__WRITTEN INSTRUCTION__
Rewrite the items from the line containing "Please put a point on the light" through the end of the items, swapping "spot" for "location" and leaving everything else as it is.

__Items from a dataset__
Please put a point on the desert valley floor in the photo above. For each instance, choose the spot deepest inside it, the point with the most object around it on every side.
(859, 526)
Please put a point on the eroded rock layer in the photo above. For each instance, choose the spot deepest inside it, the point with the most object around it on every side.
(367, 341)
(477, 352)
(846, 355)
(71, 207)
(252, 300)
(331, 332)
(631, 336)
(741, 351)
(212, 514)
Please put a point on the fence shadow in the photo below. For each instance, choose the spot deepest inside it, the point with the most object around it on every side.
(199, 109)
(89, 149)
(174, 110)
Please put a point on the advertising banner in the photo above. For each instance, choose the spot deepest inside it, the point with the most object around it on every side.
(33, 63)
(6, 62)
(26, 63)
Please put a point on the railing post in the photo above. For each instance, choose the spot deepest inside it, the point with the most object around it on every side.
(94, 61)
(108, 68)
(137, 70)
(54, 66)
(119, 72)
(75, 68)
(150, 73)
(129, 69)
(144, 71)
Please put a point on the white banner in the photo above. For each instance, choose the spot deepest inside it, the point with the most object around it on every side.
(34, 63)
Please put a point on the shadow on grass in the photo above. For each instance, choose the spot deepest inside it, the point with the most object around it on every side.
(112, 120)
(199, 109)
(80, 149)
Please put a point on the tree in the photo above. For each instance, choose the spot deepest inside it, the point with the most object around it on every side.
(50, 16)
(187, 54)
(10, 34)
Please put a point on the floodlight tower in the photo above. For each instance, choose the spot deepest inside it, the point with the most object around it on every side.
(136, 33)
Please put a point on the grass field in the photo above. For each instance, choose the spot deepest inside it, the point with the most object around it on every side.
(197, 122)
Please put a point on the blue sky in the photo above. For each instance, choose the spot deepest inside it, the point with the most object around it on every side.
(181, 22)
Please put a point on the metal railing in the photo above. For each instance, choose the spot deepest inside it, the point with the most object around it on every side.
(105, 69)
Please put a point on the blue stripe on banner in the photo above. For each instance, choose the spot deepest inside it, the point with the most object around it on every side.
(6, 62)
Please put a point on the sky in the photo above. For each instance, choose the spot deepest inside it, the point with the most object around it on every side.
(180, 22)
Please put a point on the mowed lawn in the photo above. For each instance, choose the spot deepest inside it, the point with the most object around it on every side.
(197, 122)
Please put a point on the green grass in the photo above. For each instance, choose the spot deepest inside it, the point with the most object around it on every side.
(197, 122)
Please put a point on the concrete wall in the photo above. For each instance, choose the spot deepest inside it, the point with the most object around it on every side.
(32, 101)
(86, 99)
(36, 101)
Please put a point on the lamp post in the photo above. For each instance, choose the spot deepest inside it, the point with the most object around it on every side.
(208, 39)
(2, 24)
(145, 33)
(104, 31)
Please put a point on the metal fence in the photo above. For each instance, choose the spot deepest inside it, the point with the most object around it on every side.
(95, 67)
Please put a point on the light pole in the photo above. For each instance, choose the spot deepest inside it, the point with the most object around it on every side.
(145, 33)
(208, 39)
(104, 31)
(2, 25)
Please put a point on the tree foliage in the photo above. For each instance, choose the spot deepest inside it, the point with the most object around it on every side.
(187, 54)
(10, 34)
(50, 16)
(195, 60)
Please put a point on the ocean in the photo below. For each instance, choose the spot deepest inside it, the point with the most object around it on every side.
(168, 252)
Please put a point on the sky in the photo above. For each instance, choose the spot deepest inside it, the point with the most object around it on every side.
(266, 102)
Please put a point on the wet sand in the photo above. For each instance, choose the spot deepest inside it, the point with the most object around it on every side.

__ANSWER IN FULL__
Please put a point on the light pole in the photo above. For each instance, choose the location deepest inside it, the point with the most object around it on every side.
(145, 33)
(208, 39)
(104, 31)
(2, 25)
Please put a point on the tree foliage in the photo above. For each instance, choose the location deepest inside it, the point with the most object around it on every side.
(187, 54)
(10, 34)
(50, 16)
(195, 60)
Please put a point on the ocean in the photo below. For each instance, choose the location deepest inside it, the point with the most object around it on every side.
(168, 252)
Please put a point on the sky in the photo above. For each instance, choose the location deepest inside it, the point with the most object around it on every side.
(266, 102)
Please put a point on the wet sand in the photo above. For each instance, choose the location deepest inside it, the point with the most object around it on every side.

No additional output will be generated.